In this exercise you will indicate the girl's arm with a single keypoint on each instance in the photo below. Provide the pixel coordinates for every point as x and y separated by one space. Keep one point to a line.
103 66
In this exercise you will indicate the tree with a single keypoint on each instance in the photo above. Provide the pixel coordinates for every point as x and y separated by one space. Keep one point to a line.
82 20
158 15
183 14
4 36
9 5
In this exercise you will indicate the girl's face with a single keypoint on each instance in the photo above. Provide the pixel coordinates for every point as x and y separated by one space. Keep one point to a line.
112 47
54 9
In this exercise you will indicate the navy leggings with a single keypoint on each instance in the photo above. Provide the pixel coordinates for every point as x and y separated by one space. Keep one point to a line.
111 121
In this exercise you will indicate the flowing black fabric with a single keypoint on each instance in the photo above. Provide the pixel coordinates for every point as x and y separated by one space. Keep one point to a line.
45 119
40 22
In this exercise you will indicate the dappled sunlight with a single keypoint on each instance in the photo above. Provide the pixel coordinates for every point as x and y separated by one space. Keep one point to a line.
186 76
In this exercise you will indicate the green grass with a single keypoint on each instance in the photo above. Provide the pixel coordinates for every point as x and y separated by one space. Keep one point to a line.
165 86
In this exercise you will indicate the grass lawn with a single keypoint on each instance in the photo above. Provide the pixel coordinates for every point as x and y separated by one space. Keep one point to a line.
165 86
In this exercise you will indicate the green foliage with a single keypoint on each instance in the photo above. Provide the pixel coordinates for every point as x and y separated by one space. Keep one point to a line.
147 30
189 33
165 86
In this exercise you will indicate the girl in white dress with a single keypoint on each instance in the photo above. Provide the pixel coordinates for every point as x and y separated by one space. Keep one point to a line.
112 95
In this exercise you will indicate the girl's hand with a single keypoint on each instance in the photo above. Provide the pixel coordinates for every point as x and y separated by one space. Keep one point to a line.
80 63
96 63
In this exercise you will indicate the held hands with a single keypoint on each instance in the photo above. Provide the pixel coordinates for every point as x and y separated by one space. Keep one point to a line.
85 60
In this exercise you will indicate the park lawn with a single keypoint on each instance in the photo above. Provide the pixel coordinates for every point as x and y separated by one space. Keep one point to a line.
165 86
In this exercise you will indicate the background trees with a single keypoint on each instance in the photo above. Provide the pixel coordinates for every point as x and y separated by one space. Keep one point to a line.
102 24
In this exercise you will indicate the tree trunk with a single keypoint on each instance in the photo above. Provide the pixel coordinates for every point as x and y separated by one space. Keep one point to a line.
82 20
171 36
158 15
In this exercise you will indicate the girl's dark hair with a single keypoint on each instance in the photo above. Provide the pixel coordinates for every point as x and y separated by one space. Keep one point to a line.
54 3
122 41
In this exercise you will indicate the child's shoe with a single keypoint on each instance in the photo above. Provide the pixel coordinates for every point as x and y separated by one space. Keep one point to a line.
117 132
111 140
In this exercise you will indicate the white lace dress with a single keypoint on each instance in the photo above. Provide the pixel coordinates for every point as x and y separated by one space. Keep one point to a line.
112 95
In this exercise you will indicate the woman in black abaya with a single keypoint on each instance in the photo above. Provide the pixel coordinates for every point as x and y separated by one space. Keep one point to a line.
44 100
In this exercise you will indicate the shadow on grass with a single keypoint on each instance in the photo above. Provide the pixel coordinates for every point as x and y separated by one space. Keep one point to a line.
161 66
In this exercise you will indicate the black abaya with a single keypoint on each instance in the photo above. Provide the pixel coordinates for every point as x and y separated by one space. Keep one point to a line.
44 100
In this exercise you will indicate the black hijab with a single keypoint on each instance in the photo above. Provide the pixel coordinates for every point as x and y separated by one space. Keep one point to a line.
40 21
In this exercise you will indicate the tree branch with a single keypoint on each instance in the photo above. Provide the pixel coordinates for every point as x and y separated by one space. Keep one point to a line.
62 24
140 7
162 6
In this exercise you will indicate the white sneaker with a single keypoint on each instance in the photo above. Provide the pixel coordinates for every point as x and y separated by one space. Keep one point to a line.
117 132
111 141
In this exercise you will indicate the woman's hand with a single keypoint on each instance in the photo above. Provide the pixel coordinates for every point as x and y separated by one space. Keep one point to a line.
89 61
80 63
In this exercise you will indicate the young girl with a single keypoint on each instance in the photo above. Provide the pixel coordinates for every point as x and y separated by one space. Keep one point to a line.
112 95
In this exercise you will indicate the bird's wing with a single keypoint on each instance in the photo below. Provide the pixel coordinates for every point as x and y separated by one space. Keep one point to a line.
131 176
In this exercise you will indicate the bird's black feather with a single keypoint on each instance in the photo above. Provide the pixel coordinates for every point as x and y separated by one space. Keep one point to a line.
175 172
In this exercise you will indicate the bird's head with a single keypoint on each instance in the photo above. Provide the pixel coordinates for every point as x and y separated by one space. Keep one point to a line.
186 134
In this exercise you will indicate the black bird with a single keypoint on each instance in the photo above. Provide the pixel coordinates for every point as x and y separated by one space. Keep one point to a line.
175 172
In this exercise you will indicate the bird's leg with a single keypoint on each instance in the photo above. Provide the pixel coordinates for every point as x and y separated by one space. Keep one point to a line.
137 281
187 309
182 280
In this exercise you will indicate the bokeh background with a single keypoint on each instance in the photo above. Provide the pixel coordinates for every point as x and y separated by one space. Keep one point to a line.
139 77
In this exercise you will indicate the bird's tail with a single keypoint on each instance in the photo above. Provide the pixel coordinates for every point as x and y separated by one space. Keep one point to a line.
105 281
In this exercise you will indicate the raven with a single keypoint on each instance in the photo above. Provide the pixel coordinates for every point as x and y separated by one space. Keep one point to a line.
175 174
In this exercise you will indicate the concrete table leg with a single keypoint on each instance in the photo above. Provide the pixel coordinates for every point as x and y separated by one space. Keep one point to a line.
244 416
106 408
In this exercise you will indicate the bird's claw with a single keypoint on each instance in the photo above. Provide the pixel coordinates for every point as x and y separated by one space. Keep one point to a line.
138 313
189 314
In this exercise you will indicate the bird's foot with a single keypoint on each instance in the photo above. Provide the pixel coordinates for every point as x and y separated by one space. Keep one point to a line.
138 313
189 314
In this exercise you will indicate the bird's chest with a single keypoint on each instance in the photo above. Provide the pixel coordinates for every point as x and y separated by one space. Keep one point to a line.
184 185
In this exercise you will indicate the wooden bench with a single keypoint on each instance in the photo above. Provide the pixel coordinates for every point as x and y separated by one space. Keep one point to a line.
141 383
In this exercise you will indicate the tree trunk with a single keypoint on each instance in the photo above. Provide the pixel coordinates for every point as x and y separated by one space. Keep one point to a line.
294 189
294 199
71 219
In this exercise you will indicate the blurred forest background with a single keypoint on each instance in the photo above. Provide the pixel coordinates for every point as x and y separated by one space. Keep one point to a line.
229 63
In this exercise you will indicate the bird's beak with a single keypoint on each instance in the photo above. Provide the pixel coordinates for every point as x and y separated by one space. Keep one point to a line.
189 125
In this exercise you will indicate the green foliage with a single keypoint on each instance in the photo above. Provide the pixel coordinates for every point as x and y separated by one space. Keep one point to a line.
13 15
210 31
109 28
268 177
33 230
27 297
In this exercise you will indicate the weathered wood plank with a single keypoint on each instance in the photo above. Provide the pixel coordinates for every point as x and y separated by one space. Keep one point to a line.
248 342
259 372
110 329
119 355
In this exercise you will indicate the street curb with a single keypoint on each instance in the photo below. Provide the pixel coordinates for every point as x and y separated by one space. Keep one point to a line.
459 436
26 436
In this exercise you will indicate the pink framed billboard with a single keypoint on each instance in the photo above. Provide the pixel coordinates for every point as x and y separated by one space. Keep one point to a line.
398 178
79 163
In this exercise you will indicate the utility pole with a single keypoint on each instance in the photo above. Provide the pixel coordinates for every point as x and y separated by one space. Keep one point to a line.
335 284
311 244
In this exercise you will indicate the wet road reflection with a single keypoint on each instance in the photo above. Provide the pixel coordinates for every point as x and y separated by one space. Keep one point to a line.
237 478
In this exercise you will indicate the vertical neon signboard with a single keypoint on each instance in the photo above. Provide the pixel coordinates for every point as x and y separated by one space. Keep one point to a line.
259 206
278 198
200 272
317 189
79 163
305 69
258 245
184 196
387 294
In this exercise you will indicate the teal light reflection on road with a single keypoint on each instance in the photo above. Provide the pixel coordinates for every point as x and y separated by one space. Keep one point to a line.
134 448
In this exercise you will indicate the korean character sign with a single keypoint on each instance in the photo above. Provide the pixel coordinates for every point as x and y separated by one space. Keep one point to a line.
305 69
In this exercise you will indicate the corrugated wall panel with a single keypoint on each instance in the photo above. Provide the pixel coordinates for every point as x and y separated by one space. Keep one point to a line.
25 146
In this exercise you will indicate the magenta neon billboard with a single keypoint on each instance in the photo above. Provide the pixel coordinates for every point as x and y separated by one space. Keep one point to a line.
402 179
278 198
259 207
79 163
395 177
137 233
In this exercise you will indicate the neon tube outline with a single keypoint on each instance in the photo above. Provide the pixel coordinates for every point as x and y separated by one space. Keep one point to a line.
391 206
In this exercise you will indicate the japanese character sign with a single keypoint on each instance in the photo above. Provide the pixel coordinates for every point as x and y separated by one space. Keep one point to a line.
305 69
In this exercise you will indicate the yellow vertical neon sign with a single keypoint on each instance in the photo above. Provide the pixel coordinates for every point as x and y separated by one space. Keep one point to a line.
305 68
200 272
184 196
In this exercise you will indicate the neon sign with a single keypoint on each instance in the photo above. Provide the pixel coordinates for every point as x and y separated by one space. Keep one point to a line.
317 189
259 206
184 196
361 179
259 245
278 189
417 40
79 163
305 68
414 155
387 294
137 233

PROBLEM REQUIREMENTS: Output the line holding "In this exercise you will indicate the japanese", then every later line through the end of the records above, exactly as given and nothing else.

EXERCISE ANSWER:
In this exercise you will indicate the japanese character sign with a single keypoint on each instance in the photo above. Provide the pixel coordinates for every point as x and y separated by one space. Keep one point to a line.
305 69
In this exercise you will indicate the yellow vertical neon sign with a single keypoint on each instance in the photo above. Provide the pixel coordinates for every point as x and y separated by one space. Keep one point to a line.
305 68
200 272
184 196
In this exercise you will indicate the neon sign with a single keypoint on each instance in the photo above. Provide the pixel coordinates for every point as x and y separated by one space. Keep one point to a line.
317 189
259 206
184 196
361 179
259 245
278 189
417 40
79 163
305 68
414 155
387 294
137 233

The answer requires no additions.